WORK TO COMPLETE => Give the data below again exactly as it stands. Omit the pictures.

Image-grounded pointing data

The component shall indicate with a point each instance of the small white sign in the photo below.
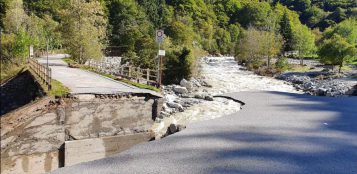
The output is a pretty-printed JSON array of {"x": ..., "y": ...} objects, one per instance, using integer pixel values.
[
  {"x": 160, "y": 36},
  {"x": 31, "y": 51},
  {"x": 162, "y": 52}
]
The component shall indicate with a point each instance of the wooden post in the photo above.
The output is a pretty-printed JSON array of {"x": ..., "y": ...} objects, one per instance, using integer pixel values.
[
  {"x": 147, "y": 75},
  {"x": 129, "y": 72},
  {"x": 137, "y": 74}
]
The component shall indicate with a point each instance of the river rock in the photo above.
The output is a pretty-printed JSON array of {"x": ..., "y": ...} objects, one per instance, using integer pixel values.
[
  {"x": 321, "y": 92},
  {"x": 196, "y": 82},
  {"x": 209, "y": 98},
  {"x": 199, "y": 96},
  {"x": 176, "y": 106},
  {"x": 188, "y": 85},
  {"x": 180, "y": 89},
  {"x": 173, "y": 128}
]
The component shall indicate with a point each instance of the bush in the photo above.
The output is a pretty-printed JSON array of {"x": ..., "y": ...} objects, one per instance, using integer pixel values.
[
  {"x": 281, "y": 65},
  {"x": 178, "y": 65}
]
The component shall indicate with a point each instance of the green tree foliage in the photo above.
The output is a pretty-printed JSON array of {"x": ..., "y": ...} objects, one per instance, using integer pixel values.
[
  {"x": 178, "y": 65},
  {"x": 322, "y": 14},
  {"x": 287, "y": 32},
  {"x": 337, "y": 51},
  {"x": 83, "y": 26},
  {"x": 303, "y": 41},
  {"x": 3, "y": 7},
  {"x": 340, "y": 44},
  {"x": 257, "y": 45},
  {"x": 131, "y": 32}
]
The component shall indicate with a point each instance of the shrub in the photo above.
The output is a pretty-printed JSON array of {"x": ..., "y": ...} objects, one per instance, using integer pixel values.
[
  {"x": 281, "y": 65},
  {"x": 178, "y": 65}
]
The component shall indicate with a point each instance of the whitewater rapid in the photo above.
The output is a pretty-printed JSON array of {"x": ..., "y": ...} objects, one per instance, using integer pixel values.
[{"x": 225, "y": 76}]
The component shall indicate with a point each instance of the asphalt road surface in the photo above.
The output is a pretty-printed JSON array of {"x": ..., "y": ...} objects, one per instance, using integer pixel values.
[
  {"x": 84, "y": 82},
  {"x": 274, "y": 133}
]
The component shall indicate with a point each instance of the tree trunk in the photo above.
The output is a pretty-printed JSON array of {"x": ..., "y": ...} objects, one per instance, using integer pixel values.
[{"x": 301, "y": 61}]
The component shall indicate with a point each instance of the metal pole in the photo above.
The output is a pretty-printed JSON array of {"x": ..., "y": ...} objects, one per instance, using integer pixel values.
[
  {"x": 0, "y": 45},
  {"x": 47, "y": 51},
  {"x": 158, "y": 66}
]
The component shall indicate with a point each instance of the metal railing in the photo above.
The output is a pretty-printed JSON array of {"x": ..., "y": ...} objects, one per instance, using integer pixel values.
[
  {"x": 41, "y": 71},
  {"x": 140, "y": 75}
]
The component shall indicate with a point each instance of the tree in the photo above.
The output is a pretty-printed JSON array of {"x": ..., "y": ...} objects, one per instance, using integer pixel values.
[
  {"x": 15, "y": 17},
  {"x": 337, "y": 51},
  {"x": 271, "y": 45},
  {"x": 3, "y": 7},
  {"x": 83, "y": 29},
  {"x": 287, "y": 32},
  {"x": 303, "y": 42}
]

TASK RESULT =>
The component shall indicate with a point each instance of the small white sign in the photo below.
The output is a pretty-printed JSON array of {"x": ..., "y": ...} objects, one per instance, using integer pixel values.
[
  {"x": 160, "y": 36},
  {"x": 31, "y": 51},
  {"x": 162, "y": 52}
]
The component shall indicate with a point each instance of the wooden post in the photo above.
The output is a pretty-printed JSON array of {"x": ..., "y": ...} objects, one per instance, using integer pixel values.
[
  {"x": 147, "y": 75},
  {"x": 129, "y": 72},
  {"x": 137, "y": 74}
]
The component shall indicate with a point each instance of the river rock in the photo above.
The output is a pretty-printed JSON array of {"x": ..., "y": ...} objects, one per instance, using integer pixel values.
[
  {"x": 321, "y": 92},
  {"x": 196, "y": 82},
  {"x": 209, "y": 98},
  {"x": 199, "y": 96},
  {"x": 176, "y": 106},
  {"x": 188, "y": 85},
  {"x": 180, "y": 89},
  {"x": 173, "y": 128}
]
The component shall indicate with a point each instance of the bush in the photo above.
The output is a pretty-printed JSON array of {"x": ..., "y": ...} objects, one per instance, using integer pixel values.
[
  {"x": 281, "y": 65},
  {"x": 178, "y": 65}
]
The component shall indicate with a point each instance of the green tree foliage in the photo above.
The output is a pretty-printed JSON array of {"x": ..., "y": ...} objects, one per instance, using integer pixel values.
[
  {"x": 178, "y": 65},
  {"x": 322, "y": 14},
  {"x": 287, "y": 32},
  {"x": 337, "y": 51},
  {"x": 83, "y": 26},
  {"x": 303, "y": 41},
  {"x": 3, "y": 7},
  {"x": 340, "y": 44},
  {"x": 257, "y": 45},
  {"x": 131, "y": 32}
]
The component shall indicate with a point each instance of the shrub in the photo above.
The output is a pretty-printed JSON array of {"x": ..., "y": ...} objects, one per instance, using integer pixel values.
[
  {"x": 281, "y": 65},
  {"x": 178, "y": 65}
]
The component shall indicate with a point each instance of the whitewater rapid in the photo above.
The output is a pretty-printed JSON array of {"x": ..., "y": ...} objects, one per instance, using integer pixel values.
[{"x": 225, "y": 76}]
The component shall indicate with a point each instance of the asphalt road surface in the photo above.
The output is a pretty-printed JSON array of {"x": ..., "y": ...} objects, one per instance, using integer pixel values.
[
  {"x": 84, "y": 82},
  {"x": 274, "y": 133}
]
The component shall indicate with a point each instance of the tree trunk in the photo above.
The output is a pretty-printed JSON array of {"x": ..., "y": ...} objects, one per instance, using integer pixel values.
[{"x": 301, "y": 61}]
The component shall indicate with a point each instance of the metal pole in the photo above.
The output is a pretty-printed JSON array of {"x": ..., "y": ...} objects, one per instance, using integer pixel values.
[
  {"x": 0, "y": 45},
  {"x": 47, "y": 51},
  {"x": 158, "y": 66}
]
The component shall indicate with a point each instance of the metal railing in the photo above.
The output is a pretty-printed JSON array of {"x": ..., "y": ...} objects, one per instance, using integer pixel values.
[
  {"x": 41, "y": 71},
  {"x": 140, "y": 75}
]
The component shall indicate with a point each instance of the tree in the photo above.
The output is a pretty-printed JSON array of {"x": ..., "y": ...} objects, one per instance, using integer pixel values.
[
  {"x": 15, "y": 17},
  {"x": 337, "y": 51},
  {"x": 271, "y": 45},
  {"x": 3, "y": 7},
  {"x": 83, "y": 29},
  {"x": 287, "y": 32},
  {"x": 303, "y": 42}
]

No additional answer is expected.